◆ **Your goal**: Reproduce the material verbatim, from its start up to and including the line with "POLYGON ((221 151, 221".

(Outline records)
▬▬▬▬▬▬
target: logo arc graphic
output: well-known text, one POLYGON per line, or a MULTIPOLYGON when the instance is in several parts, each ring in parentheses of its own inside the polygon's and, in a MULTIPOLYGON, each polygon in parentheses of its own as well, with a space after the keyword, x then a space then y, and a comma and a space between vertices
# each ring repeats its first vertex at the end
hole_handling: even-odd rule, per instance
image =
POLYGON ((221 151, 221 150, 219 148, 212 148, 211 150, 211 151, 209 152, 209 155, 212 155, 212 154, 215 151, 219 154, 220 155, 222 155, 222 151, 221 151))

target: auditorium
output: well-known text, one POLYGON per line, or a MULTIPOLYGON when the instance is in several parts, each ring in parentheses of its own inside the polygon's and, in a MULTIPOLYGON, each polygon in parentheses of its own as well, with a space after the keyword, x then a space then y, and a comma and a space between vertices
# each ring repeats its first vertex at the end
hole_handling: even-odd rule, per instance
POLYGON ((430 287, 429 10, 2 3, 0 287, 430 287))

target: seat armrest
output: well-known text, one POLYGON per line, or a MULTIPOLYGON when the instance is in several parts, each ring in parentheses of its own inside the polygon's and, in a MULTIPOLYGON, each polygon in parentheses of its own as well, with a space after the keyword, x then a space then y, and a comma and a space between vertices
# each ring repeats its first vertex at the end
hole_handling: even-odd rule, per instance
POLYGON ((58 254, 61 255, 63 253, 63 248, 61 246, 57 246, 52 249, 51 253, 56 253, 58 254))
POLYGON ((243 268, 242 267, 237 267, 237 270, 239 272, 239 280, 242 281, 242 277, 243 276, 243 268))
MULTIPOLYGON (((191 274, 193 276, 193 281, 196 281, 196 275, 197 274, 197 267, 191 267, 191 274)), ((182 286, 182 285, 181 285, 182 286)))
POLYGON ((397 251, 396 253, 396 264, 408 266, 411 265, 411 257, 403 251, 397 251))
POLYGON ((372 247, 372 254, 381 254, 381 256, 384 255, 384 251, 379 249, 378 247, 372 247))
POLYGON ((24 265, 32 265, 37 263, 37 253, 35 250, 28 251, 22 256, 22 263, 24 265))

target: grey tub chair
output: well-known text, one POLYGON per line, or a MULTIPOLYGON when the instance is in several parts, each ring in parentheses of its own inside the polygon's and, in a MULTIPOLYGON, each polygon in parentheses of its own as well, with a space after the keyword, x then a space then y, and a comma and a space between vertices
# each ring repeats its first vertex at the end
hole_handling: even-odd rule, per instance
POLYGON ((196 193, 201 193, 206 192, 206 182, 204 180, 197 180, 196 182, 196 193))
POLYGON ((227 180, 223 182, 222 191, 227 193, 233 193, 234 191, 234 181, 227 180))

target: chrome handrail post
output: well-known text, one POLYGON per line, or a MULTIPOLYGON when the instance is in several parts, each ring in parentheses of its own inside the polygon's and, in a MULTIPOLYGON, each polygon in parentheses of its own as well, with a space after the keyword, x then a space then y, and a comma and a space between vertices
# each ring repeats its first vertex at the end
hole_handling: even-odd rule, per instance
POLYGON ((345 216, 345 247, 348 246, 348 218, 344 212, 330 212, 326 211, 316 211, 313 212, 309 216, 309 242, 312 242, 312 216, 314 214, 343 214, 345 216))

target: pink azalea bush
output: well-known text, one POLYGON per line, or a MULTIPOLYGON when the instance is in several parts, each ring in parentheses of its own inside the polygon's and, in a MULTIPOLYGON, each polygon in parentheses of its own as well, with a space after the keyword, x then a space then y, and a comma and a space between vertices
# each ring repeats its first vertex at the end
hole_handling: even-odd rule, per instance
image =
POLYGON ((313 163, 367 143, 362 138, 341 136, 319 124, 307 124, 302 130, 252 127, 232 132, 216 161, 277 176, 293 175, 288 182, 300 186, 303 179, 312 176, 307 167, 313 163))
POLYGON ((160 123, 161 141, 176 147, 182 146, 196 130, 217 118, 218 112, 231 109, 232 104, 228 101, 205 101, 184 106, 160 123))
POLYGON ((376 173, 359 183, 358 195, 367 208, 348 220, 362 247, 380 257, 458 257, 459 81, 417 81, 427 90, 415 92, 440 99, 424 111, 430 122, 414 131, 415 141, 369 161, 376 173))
▬▬▬▬▬▬
◆ **Response**:
target: logo arc graphic
output: well-known text, one POLYGON per line, or a MULTIPOLYGON when the instance is in several parts, each ring in parentheses of its own inside the polygon's and, in a MULTIPOLYGON, each polygon in parentheses of its own as well, with a space after the keyword, x then a space then y, and a comma and a space between vertices
# each ring repeats its first vertex at the end
hole_handling: even-odd rule, per instance
image =
POLYGON ((221 151, 221 150, 219 148, 212 148, 211 150, 211 151, 209 152, 209 155, 212 155, 212 154, 215 151, 219 154, 220 155, 222 155, 222 151, 221 151))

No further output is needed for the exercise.